-- START RECORDS FOR THIS EXERCISE --

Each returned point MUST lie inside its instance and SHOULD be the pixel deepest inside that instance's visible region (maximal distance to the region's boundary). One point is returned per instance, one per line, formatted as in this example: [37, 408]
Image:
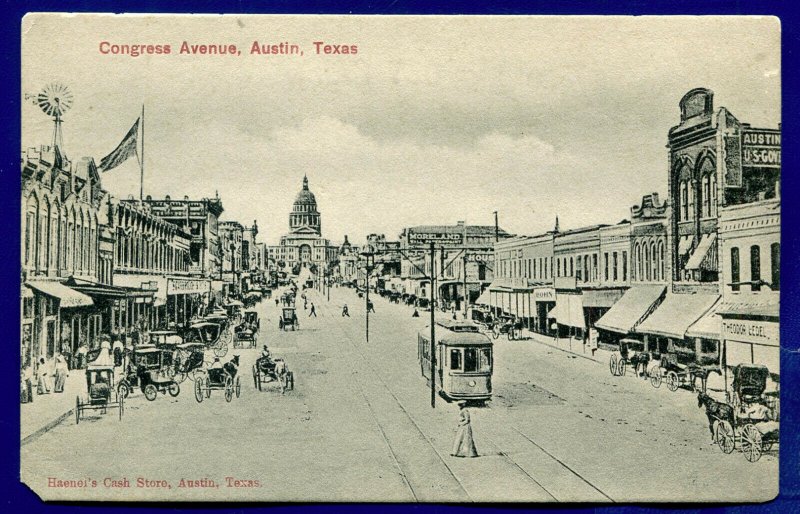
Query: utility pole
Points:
[433, 326]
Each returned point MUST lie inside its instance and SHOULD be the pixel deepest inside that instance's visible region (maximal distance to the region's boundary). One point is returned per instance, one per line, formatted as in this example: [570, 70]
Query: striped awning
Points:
[68, 296]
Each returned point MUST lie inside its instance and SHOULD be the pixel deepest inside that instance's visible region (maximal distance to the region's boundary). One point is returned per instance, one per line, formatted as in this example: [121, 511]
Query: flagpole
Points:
[141, 164]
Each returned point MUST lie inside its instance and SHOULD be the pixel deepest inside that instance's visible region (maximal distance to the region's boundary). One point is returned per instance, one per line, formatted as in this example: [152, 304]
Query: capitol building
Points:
[304, 245]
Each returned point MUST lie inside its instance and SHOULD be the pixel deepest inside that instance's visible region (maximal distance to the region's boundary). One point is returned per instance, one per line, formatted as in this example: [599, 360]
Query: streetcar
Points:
[463, 360]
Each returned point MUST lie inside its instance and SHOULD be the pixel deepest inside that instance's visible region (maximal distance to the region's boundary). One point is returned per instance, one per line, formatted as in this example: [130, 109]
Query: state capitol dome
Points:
[304, 212]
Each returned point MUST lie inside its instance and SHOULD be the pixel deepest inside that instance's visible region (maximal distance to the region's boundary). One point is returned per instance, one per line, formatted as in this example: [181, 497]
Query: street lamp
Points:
[368, 267]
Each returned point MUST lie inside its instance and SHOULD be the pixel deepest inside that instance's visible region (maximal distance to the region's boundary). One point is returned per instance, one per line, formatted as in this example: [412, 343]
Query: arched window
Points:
[31, 229]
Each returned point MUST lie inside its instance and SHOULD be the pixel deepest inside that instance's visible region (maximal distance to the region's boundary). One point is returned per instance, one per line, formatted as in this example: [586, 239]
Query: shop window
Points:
[735, 271]
[775, 266]
[755, 268]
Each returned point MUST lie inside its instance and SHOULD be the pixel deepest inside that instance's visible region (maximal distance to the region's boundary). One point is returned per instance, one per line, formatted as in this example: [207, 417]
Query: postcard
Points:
[400, 258]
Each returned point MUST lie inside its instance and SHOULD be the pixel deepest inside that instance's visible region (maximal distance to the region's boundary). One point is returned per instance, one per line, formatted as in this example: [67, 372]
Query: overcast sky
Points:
[434, 120]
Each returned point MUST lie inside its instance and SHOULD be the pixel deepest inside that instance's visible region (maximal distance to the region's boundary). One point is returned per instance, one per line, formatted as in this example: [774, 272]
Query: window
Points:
[455, 359]
[470, 360]
[755, 268]
[735, 277]
[775, 265]
[486, 359]
[625, 266]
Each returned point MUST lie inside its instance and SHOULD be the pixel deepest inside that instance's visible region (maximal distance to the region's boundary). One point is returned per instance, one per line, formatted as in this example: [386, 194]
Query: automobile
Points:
[100, 393]
[152, 370]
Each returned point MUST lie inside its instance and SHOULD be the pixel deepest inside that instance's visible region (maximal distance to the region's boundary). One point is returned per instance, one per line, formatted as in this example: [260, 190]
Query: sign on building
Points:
[761, 148]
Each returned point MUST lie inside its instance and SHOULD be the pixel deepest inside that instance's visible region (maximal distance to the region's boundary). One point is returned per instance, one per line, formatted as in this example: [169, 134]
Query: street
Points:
[359, 427]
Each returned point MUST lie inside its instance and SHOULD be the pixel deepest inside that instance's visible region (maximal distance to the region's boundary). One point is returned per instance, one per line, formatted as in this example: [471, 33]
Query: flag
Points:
[123, 151]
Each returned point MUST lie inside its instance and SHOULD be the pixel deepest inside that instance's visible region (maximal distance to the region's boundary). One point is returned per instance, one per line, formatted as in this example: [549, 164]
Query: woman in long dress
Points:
[61, 371]
[464, 445]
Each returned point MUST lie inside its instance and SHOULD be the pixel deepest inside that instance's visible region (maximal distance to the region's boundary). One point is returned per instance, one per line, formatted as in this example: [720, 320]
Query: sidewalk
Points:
[568, 345]
[48, 410]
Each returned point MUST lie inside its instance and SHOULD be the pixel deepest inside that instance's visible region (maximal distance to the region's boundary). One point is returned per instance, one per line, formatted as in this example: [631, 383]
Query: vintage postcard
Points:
[400, 258]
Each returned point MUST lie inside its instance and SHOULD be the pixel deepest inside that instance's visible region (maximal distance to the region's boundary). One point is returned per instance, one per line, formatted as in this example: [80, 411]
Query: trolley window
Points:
[455, 359]
[486, 359]
[470, 359]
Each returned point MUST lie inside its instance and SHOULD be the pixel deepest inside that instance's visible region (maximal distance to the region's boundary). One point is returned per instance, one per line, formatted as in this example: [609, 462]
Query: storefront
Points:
[628, 312]
[665, 329]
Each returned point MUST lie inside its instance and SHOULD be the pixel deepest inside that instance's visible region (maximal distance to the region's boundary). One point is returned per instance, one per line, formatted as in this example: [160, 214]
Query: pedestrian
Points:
[81, 355]
[464, 445]
[61, 372]
[42, 377]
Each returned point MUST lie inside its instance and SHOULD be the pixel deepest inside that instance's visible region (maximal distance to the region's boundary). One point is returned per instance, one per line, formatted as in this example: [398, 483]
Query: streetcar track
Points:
[371, 368]
[491, 440]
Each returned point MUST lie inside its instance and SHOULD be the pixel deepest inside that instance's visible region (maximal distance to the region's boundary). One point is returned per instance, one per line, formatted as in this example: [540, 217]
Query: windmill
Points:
[54, 100]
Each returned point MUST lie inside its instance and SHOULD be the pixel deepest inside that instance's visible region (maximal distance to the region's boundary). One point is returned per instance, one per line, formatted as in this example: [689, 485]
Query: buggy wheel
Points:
[655, 377]
[723, 434]
[228, 389]
[150, 392]
[751, 443]
[198, 391]
[123, 390]
[672, 381]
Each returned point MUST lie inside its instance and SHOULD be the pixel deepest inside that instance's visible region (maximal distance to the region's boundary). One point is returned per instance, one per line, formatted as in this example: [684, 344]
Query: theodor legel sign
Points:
[438, 238]
[761, 148]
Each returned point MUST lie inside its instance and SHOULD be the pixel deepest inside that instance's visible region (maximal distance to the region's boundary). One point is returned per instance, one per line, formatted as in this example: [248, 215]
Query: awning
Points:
[136, 281]
[631, 309]
[68, 296]
[701, 251]
[746, 305]
[602, 298]
[685, 244]
[568, 310]
[676, 313]
[709, 326]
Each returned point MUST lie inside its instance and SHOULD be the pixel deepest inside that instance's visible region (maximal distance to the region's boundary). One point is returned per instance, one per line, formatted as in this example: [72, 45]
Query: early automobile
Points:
[100, 393]
[267, 370]
[220, 377]
[152, 370]
[288, 319]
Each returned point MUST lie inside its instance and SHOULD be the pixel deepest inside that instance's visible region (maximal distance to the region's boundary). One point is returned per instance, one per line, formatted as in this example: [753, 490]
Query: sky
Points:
[434, 120]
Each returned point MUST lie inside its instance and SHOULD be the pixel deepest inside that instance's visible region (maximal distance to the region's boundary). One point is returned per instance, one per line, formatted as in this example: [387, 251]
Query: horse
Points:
[715, 411]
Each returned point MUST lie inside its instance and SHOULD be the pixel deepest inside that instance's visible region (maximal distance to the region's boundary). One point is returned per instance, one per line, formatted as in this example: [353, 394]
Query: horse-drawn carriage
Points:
[509, 326]
[100, 388]
[211, 334]
[189, 360]
[288, 319]
[246, 333]
[224, 378]
[749, 418]
[152, 370]
[267, 370]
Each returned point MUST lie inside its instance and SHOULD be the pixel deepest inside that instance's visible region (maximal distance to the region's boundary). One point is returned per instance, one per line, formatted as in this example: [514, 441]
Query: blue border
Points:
[17, 498]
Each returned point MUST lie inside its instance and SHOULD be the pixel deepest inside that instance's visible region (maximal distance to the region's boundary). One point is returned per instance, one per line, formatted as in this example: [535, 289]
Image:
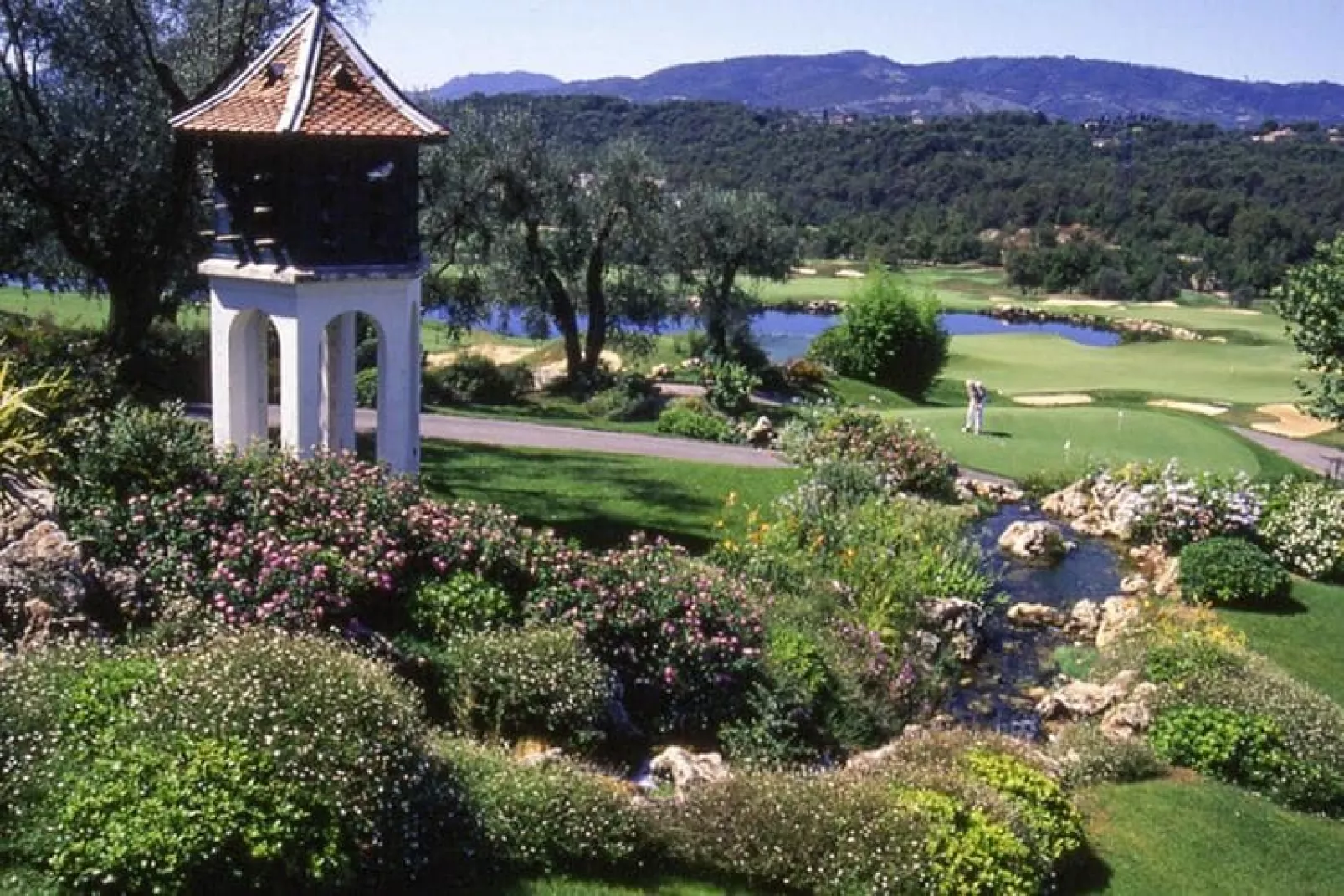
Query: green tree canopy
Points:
[716, 237]
[1312, 303]
[561, 234]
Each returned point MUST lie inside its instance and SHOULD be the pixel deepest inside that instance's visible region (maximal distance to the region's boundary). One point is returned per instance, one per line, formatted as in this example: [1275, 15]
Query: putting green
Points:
[1195, 371]
[1020, 441]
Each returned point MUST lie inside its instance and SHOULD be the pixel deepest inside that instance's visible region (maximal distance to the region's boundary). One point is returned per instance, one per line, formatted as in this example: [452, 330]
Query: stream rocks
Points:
[1035, 540]
[1122, 703]
[958, 623]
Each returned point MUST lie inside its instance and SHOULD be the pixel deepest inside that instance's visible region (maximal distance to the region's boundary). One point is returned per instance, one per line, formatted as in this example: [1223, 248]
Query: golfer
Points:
[976, 398]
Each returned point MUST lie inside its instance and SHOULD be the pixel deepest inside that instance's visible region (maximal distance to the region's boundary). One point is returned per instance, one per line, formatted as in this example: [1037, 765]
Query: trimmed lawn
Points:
[1022, 364]
[600, 499]
[1304, 638]
[1020, 441]
[1202, 837]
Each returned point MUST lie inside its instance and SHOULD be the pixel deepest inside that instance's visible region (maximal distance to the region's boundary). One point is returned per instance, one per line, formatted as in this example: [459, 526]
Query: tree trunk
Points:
[716, 313]
[132, 310]
[558, 297]
[597, 310]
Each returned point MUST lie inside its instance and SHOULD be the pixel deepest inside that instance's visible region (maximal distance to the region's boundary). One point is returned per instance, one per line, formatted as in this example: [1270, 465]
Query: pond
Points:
[785, 335]
[1013, 658]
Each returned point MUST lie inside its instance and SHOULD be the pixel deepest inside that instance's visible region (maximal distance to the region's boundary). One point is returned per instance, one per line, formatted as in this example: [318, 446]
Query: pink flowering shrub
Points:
[898, 456]
[682, 636]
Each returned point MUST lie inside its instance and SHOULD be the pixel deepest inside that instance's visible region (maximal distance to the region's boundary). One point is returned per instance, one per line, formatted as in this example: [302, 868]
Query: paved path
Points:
[1321, 458]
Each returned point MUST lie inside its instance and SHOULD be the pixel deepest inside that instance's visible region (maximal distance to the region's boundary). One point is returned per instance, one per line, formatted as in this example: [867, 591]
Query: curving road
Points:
[1320, 458]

-- END RECORDS FOR THIS EXERCISE --

» **STATED TASK**: Rewrite the data as a numbered list, starting at the line that contains "example: [867, 591]" and ending at the end of the data, and leave out any blank lines.

» **RESPONSE**:
1. Each returned point MUST lie inside its instance and SHOULD be the pixel deepest inside that instance's visible region (maximal distance to the region's boundary). One point is returned per instance, one per line, formatted as in this example: [867, 591]
2. Query: curving road
3. Points:
4. [1320, 458]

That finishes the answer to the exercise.